___ Données

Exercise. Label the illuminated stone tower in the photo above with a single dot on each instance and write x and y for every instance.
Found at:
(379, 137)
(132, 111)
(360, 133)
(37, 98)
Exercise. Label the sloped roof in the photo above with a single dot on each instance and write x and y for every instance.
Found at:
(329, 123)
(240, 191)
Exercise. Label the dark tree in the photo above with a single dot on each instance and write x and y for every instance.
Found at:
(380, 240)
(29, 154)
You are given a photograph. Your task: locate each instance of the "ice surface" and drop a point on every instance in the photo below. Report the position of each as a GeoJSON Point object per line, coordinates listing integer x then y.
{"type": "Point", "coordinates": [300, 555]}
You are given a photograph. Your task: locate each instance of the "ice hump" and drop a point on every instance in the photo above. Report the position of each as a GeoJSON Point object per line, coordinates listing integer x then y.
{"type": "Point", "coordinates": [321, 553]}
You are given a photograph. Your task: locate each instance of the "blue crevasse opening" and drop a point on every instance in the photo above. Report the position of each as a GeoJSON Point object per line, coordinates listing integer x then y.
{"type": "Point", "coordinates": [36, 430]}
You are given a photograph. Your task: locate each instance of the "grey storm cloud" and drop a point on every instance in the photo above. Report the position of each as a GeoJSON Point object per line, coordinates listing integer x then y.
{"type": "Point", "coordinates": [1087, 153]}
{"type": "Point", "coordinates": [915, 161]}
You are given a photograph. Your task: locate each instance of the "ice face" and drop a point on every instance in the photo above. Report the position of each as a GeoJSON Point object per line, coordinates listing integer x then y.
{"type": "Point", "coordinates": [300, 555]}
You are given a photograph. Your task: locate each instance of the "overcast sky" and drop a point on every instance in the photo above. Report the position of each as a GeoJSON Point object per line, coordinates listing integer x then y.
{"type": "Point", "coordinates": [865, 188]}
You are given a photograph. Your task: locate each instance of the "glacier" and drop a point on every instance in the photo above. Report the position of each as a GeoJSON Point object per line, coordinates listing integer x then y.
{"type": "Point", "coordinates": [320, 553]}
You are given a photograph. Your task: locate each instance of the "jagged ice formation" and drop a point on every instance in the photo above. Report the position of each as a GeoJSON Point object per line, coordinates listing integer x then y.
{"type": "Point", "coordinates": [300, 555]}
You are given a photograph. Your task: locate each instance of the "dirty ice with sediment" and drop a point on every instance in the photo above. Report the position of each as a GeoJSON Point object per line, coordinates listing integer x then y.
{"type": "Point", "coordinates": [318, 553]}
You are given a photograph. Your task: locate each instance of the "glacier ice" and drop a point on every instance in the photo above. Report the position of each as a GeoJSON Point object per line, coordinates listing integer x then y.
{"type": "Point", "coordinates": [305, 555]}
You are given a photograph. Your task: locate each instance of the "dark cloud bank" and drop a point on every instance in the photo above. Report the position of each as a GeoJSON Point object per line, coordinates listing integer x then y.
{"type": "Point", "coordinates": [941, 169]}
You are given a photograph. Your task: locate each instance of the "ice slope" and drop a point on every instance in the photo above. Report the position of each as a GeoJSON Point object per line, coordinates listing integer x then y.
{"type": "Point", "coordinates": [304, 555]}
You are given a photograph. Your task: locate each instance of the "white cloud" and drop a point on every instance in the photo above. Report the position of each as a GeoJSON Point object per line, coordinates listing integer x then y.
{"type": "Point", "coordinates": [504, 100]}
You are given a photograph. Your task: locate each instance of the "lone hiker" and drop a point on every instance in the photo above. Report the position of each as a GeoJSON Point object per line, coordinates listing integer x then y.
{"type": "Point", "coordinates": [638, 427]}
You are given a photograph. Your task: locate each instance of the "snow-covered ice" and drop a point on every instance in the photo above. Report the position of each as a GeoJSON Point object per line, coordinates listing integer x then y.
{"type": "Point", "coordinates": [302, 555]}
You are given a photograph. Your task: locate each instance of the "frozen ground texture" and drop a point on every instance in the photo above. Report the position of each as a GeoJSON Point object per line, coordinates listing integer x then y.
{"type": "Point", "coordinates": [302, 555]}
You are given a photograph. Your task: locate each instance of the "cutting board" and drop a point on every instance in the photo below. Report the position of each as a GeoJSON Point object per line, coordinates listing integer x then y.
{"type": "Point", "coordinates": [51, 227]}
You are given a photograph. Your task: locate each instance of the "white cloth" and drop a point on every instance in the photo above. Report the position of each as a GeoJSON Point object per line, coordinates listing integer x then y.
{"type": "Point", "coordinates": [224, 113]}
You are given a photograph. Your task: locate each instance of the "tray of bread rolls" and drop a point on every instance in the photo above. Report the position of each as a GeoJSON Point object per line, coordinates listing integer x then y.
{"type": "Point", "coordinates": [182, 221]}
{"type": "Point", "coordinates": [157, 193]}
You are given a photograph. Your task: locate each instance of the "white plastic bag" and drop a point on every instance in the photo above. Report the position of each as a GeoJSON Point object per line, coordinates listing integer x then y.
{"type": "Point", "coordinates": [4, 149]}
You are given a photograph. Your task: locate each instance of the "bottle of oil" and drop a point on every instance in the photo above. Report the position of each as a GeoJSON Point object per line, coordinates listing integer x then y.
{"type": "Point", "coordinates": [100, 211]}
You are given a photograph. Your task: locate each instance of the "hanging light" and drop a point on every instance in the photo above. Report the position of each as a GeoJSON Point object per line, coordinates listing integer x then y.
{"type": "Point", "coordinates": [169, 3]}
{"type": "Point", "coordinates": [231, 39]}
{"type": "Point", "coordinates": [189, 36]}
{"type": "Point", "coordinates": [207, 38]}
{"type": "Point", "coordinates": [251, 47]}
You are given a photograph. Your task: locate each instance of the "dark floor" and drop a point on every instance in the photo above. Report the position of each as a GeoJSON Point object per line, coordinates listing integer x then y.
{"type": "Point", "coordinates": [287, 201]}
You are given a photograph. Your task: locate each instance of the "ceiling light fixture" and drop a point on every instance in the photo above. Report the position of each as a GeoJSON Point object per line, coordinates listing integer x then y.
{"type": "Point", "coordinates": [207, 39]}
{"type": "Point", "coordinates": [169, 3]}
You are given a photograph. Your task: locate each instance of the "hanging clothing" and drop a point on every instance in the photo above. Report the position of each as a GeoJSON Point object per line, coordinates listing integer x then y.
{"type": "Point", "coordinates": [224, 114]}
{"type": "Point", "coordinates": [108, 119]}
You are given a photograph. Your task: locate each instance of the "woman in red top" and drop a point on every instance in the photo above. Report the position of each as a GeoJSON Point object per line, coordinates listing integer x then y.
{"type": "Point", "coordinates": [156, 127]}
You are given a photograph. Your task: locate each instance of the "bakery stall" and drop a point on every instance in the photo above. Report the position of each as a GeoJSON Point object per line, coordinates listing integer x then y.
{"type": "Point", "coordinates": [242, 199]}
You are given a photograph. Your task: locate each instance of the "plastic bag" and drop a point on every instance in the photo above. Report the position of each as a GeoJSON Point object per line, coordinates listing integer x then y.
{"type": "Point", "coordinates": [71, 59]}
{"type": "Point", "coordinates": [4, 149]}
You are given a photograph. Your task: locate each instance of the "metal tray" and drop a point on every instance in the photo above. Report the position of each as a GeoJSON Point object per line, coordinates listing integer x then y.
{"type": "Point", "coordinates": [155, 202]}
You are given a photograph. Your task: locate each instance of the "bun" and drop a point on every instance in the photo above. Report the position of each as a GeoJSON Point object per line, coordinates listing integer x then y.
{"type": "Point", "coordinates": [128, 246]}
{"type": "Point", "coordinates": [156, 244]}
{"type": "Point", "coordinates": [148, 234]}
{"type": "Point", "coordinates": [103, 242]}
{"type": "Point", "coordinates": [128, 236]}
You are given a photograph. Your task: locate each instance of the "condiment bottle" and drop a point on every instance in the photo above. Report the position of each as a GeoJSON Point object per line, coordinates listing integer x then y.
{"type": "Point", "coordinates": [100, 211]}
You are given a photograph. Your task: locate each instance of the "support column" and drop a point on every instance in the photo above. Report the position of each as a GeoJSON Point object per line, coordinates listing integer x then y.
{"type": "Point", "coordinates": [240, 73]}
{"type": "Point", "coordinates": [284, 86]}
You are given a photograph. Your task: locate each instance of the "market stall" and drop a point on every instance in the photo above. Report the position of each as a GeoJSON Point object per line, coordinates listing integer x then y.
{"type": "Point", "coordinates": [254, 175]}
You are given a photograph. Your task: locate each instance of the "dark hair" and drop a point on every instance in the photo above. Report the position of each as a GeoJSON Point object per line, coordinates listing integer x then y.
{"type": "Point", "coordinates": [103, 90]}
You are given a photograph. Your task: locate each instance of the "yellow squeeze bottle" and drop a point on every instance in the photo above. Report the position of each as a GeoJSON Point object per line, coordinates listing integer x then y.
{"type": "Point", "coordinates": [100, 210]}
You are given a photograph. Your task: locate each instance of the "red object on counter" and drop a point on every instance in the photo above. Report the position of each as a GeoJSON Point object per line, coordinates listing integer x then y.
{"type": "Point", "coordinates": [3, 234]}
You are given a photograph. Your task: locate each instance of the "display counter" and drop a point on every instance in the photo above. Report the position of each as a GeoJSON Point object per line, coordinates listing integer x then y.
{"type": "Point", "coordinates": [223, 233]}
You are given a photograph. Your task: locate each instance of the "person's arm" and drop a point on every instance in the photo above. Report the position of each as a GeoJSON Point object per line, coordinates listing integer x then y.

______

Relevez dans la liste ci-dessus toutes les lignes qui contiennent le mot « write ».

**Corrigé**
Exercise. Label the illuminated stone tower in the photo above with a single dot on each instance and write x and y for every instance.
Exercise. Label the sloped roof in the photo above with a single dot on each instance and write x and y for every instance.
Exercise. Label the dark tree in the photo above with a single dot on each instance and write x and y for every instance.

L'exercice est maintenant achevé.